**TASK REQUIREMENTS**. Going down the data below, set down exactly the line with "Drop a marker on the curb, one" and each line after it through the line with "[(277, 430), (604, 35)]"; no other lines.

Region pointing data
--- START ---

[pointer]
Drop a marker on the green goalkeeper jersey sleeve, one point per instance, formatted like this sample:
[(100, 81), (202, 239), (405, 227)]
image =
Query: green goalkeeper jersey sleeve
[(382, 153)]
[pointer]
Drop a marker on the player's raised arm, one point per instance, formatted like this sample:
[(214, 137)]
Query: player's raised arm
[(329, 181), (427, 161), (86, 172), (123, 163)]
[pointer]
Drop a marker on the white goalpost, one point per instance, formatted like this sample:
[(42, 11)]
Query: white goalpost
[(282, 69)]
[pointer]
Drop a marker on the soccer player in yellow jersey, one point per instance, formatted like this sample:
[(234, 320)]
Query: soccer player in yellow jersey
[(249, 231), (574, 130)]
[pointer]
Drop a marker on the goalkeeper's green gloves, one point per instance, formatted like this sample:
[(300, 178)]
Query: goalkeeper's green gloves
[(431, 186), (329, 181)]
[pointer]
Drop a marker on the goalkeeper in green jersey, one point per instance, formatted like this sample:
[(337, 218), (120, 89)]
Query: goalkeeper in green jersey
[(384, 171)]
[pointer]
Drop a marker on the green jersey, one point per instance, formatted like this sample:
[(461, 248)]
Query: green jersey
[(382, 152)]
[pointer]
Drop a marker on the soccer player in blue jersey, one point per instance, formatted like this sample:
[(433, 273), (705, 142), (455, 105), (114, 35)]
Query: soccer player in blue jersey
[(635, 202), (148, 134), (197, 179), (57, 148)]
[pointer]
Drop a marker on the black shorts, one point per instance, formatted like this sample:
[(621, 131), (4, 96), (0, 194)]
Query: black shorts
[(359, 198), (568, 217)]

--- END ---
--- START ---

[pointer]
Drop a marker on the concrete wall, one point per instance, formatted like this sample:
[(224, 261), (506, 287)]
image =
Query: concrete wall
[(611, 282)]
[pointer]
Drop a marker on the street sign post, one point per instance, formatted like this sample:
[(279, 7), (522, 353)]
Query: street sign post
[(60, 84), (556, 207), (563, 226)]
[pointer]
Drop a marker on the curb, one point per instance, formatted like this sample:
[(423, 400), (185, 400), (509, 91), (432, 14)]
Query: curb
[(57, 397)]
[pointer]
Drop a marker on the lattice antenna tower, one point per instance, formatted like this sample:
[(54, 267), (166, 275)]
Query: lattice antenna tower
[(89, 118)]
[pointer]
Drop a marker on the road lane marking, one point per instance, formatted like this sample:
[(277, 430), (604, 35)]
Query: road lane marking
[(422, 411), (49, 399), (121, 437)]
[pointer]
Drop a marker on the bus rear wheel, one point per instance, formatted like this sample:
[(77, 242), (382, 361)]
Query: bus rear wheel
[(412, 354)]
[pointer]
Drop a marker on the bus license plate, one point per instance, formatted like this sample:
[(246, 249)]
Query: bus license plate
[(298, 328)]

--- END ---

**SOLUTION TO THE PROBLEM**.
Drop a marker on the curb, one point per instance, formatted like this sample:
[(423, 400), (185, 400), (509, 91), (432, 14)]
Query: curb
[(57, 397)]
[pointer]
Drop a marker on the lattice antenna tower, one point per instance, formatted like this sample:
[(54, 267), (166, 275)]
Query: lattice antenna tower
[(89, 118)]
[pointer]
Drop a marker on the road lane marking, one point per instance, formatted like this sample:
[(277, 430), (604, 35)]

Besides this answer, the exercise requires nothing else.